- Exercise text
-- Opening Marker --
The primary factual dispute in this matter is whether the Grievant was present when Nurse Tews said that "H"'s catheter should remain in place. It appears likely that since the Grievant heard Tews state that "H" had AIDS and had to go to the MCMC, she was present when Tews stated the catheter should be left in place, as it was part of the same statement. That said, it does not necessarily follow that the Grievant would be aware of the potential seriousness of the consequences if the catheter were pulled from "H"'s chest, and the County concedes as much. The Grievant did, however, have to be aware that "H" had a medical condition because of Nurse Tews' statement, because of the presence of the catheter and because "H" was being taken to the Medical Complex.
There is no dispute that the Grievant left "H" alone in the secured dayroom upon being called to go to Booking to search a female prisoner. Contrary to the County's assertion that the Grievant never did call for help in the situation, the reports filed by other deputies shortly after the incident indicate she eventually did report the matter. There is, however, conflicting evidence as to when the Grievant radioed that she had a problem with "H" because "H" had pulled out her catheter and who she radioed. The Grievant testified she radioed Sgt. Bilda after she arrived in Booking and that she could not radio for help before that because she was receiving the transmission from the Booking Officer. Bilda testified he only heard part of the transmission and Sgt. Endter's August 15, 1991 report indicates he talked to Deputy Rose who told him that the Grievant had radioed her. Deputy Maas' report indicates the Grievant radioed Deputy Rose several minutes after she was in Booking. Thus, while the Grievant did call for help after "H" pulled out the catheter, the evidence indicates she waited several minutes to do it and left "H" alone in the dayroom in the meantime. Given the situation, the Grievant could have continued to monitor "H" from outside the dayroom and radioed Booking or Sgt. Bilda and informed them of the situation. There is no indication from the evidence that the call from Booking was urgent or an emergency requiring immediate response from the Grievant.
The Grievant was suspended for violating Rules 69 and 75 by not continuing to monitor "H" and by not immediately radioing for medical personnel after "H" had pulled out her catheter. While the Grievant could not be expected to know the potential seriousness of the situation, she knew "H" had a medical condition and that the situation changed when the catheter was pulled out. Deputy Feiten testified that the deputies, including the Grievant, are trained to continue to monitor such a situation until medical help arrives. Rather than make the assessment that it was not a medical emergency, as the Grievant testified she did, she should have called for medical personnel to make that assessment. It is concluded that by leaving "H" unattended and failing to immediately call for help, the Grievant did, by her actions, "create a situation of risk of injury to. . . others", in violation of Rule 69 - Personal Safety Conduct. Having reached that conclusion, it is unnecessary to determine whether the Grievant's actions also violated the more general Rule 75 - Neglect of Duty.
With regard to the level of the discipline imposed, coming as this violation did on the heels of the Grievant's other rule violations for failing to report, it is concluded that the five-day suspension is not excessive.
Based upon the foregoing, the evidence and the arguments of the parties, the undersigned makes and issues the following
The grievance is sustained in part:
The three (3) day suspension for the June 27, 1991 violation is reduced to a one (1) day and the County is to make the Grievant whole under the Agreement for the two (2) days of lost pay.
The grievance is denied in part:
(1) The one (1) day suspension for the June 10, 1991 violation is upheld.
(2) The five (5) day suspension for the July 31, 1991 violation is upheld.
Dated at Madison, Wisconsin this 16th day of November, 1992.
-- Closing Marker --
Pointing data grounded in images:
-- Opening Marker --
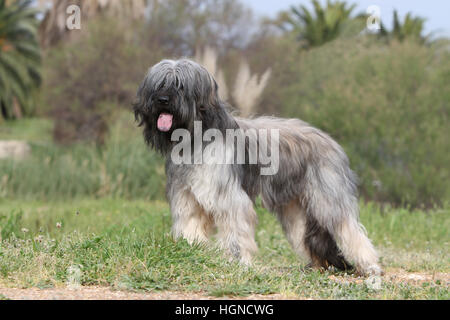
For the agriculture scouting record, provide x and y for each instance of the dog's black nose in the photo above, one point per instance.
(163, 100)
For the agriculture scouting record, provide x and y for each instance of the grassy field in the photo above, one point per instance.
(126, 245)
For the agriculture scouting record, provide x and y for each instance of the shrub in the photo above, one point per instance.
(86, 76)
(388, 106)
(123, 167)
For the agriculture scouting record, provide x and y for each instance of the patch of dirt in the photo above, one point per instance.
(401, 276)
(105, 293)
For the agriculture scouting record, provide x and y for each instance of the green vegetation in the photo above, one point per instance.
(127, 245)
(19, 58)
(388, 107)
(123, 168)
(314, 29)
(411, 28)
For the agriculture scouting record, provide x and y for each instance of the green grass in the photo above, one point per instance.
(37, 130)
(127, 245)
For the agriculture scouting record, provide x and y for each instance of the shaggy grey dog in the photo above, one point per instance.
(313, 193)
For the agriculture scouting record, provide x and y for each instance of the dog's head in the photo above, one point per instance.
(173, 95)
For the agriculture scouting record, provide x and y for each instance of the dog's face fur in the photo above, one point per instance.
(173, 95)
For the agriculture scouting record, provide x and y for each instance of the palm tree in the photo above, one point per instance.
(53, 27)
(20, 58)
(412, 27)
(318, 27)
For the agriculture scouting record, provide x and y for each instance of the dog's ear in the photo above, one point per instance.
(140, 104)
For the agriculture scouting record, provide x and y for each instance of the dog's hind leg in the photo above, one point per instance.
(355, 245)
(190, 221)
(293, 221)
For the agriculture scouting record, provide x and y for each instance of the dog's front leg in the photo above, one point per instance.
(237, 233)
(190, 221)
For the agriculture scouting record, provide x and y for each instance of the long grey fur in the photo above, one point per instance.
(313, 195)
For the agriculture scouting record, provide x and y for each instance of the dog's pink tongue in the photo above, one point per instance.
(165, 122)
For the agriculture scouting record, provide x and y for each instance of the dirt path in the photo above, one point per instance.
(105, 293)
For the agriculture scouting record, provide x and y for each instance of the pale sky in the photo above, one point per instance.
(437, 12)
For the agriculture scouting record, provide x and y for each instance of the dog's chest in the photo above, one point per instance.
(216, 187)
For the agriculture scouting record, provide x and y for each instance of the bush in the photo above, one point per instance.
(388, 106)
(85, 77)
(123, 167)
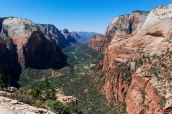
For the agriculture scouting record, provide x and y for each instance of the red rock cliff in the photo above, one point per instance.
(137, 61)
(33, 49)
(98, 42)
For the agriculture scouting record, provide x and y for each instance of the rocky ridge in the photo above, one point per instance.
(69, 36)
(139, 50)
(9, 106)
(23, 45)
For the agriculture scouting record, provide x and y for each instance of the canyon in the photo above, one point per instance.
(136, 62)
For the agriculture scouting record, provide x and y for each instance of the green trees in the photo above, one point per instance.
(35, 92)
(61, 108)
(2, 81)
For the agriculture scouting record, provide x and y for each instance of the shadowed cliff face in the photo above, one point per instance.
(1, 20)
(23, 44)
(41, 53)
(137, 61)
-- Closing Marker --
- Set of tasks
1. Turn the paragraph of the arbitration decision that begins "The Grievant was suspended for violating Rules 69 and 75" into a short bulleted list that keeps its main facts.
2. Reproduce the passage of the arbitration decision starting at "With regard to" and ending at "31, 1991 violation is upheld.".

- Solved tasks
1.
- The Grievant was suspended under Rules 69 and 75 for not continuing to monitor "H" and not immediately radioing for medical personnel after "H" pulled out her catheter.
- She could not be expected to know how serious the situation was. She did know that "H" had a medical condition and that the situation changed when the catheter came out.
- Deputy Feiten testified that deputies, including the Grievant, are trained to keep monitoring such a situation until medical help arrives.
- The Grievant testified that she assessed it as not a medical emergency. She should instead have called medical personnel to make that assessment.
- By leaving "H" unattended and not calling for help at once, she created "a situation of risk of injury to. . . others," in violation of Rule 69 - Personal Safety Conduct.
- Because of that finding, there is no need to decide whether she also violated Rule 75 - Neglect of Duty.

2.
With regard to the level of the discipline imposed, coming as this violation did on the heels of the Grievant's other rule violations for failing to report, it is concluded that the five-day suspension is not excessive.
Based upon the foregoing, the evidence and the arguments of the parties, the undersigned makes and issues the following
The grievance is sustained in part:
The three (3) day suspension for the June 27, 1991 violation is reduced to a one (1) day and the County is to make the Grievant whole under the Agreement for the two (2) days of lost pay.
The grievance is denied in part:
(1) The one (1) day suspension for the June 10, 1991 violation is upheld.
(2) The five (5) day suspension for the July 31, 1991 violation is upheld.